>>>>>
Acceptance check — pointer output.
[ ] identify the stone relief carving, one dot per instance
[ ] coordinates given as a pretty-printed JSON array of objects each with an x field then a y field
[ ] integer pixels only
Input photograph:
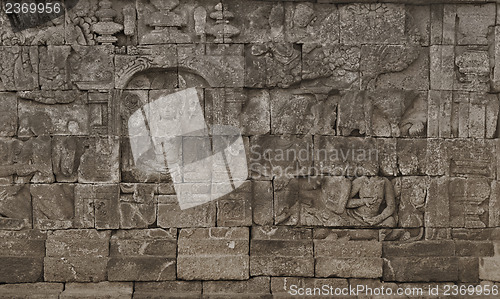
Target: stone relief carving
[{"x": 337, "y": 201}]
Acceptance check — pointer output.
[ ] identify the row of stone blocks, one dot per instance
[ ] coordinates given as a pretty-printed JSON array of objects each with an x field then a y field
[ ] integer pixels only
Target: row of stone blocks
[
  {"x": 225, "y": 253},
  {"x": 257, "y": 287}
]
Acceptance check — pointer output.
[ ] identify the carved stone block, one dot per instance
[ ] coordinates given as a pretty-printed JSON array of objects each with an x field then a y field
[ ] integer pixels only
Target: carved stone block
[
  {"x": 281, "y": 251},
  {"x": 15, "y": 207},
  {"x": 272, "y": 65},
  {"x": 412, "y": 195},
  {"x": 82, "y": 257},
  {"x": 79, "y": 22},
  {"x": 372, "y": 24},
  {"x": 53, "y": 206},
  {"x": 387, "y": 113},
  {"x": 19, "y": 68},
  {"x": 92, "y": 67},
  {"x": 8, "y": 114},
  {"x": 22, "y": 256},
  {"x": 303, "y": 112},
  {"x": 258, "y": 21},
  {"x": 53, "y": 67},
  {"x": 100, "y": 161},
  {"x": 137, "y": 205},
  {"x": 395, "y": 67},
  {"x": 458, "y": 202},
  {"x": 220, "y": 65},
  {"x": 217, "y": 253},
  {"x": 330, "y": 66},
  {"x": 460, "y": 25},
  {"x": 246, "y": 109},
  {"x": 235, "y": 208},
  {"x": 53, "y": 113},
  {"x": 147, "y": 255},
  {"x": 350, "y": 259},
  {"x": 28, "y": 161},
  {"x": 97, "y": 206},
  {"x": 170, "y": 214},
  {"x": 345, "y": 156},
  {"x": 281, "y": 156},
  {"x": 311, "y": 23}
]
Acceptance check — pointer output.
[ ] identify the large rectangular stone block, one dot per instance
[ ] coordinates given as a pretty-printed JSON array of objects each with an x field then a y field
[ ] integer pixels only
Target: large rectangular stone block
[
  {"x": 31, "y": 290},
  {"x": 168, "y": 289},
  {"x": 406, "y": 269},
  {"x": 111, "y": 290},
  {"x": 8, "y": 114},
  {"x": 360, "y": 25},
  {"x": 143, "y": 255},
  {"x": 255, "y": 287},
  {"x": 281, "y": 251},
  {"x": 77, "y": 256},
  {"x": 348, "y": 258},
  {"x": 53, "y": 206},
  {"x": 170, "y": 214},
  {"x": 445, "y": 248},
  {"x": 213, "y": 254},
  {"x": 287, "y": 287}
]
<<<<<
§ **GIVEN REQUEST**
Reproduce every entry word for word, but omit the pictures.

§ **WORKED SOLUTION**
Acceptance check — pointer output.
[ ] identify the stone relief carving, one dot per instance
[ ] coordinates given as a pretty-printed JSON array of objects each with an x field then a y field
[ ] integer pixels only
Input photograph:
Target: stone relief carving
[{"x": 337, "y": 201}]
Acceptance check — pointer output.
[ ] identify the row of stone blocks, one dot per instance
[ ] coordinates given as a pretty-printed JSON array of objects each with an x field then a y field
[ ] integer pixels only
Target: row of stone blocks
[
  {"x": 225, "y": 253},
  {"x": 257, "y": 287}
]
Acceptance check — pointer output.
[ ] identify the carved stone block, one dot per instance
[ ] coordinates given as a pretty-printed JSON array of objects each with an x field then a y field
[ ] integer pixels only
Target: carved stone block
[
  {"x": 281, "y": 251},
  {"x": 15, "y": 207},
  {"x": 272, "y": 65},
  {"x": 412, "y": 195},
  {"x": 82, "y": 257},
  {"x": 79, "y": 22},
  {"x": 372, "y": 24},
  {"x": 53, "y": 206},
  {"x": 387, "y": 113},
  {"x": 19, "y": 68},
  {"x": 92, "y": 67},
  {"x": 8, "y": 114},
  {"x": 22, "y": 256},
  {"x": 303, "y": 112},
  {"x": 258, "y": 21},
  {"x": 53, "y": 67},
  {"x": 100, "y": 161},
  {"x": 137, "y": 205},
  {"x": 395, "y": 67},
  {"x": 458, "y": 202},
  {"x": 220, "y": 65},
  {"x": 217, "y": 253},
  {"x": 330, "y": 66},
  {"x": 460, "y": 25},
  {"x": 246, "y": 109},
  {"x": 235, "y": 208},
  {"x": 53, "y": 113},
  {"x": 147, "y": 255},
  {"x": 350, "y": 259},
  {"x": 28, "y": 161},
  {"x": 97, "y": 206},
  {"x": 170, "y": 214},
  {"x": 345, "y": 156},
  {"x": 281, "y": 156},
  {"x": 311, "y": 23}
]
Acceptance check — pointer output.
[ ] identify the large rectangular stone block, one dot per instance
[ ] coordinates given as a pretty-printed JSON array of objects each with an x field then a y field
[ ] integer pixels only
Target: large rectangular stone block
[
  {"x": 31, "y": 290},
  {"x": 168, "y": 289},
  {"x": 406, "y": 269},
  {"x": 111, "y": 290},
  {"x": 8, "y": 114},
  {"x": 360, "y": 25},
  {"x": 143, "y": 255},
  {"x": 255, "y": 287},
  {"x": 281, "y": 251},
  {"x": 77, "y": 256},
  {"x": 348, "y": 258},
  {"x": 53, "y": 206},
  {"x": 170, "y": 214},
  {"x": 445, "y": 248},
  {"x": 213, "y": 254},
  {"x": 287, "y": 287}
]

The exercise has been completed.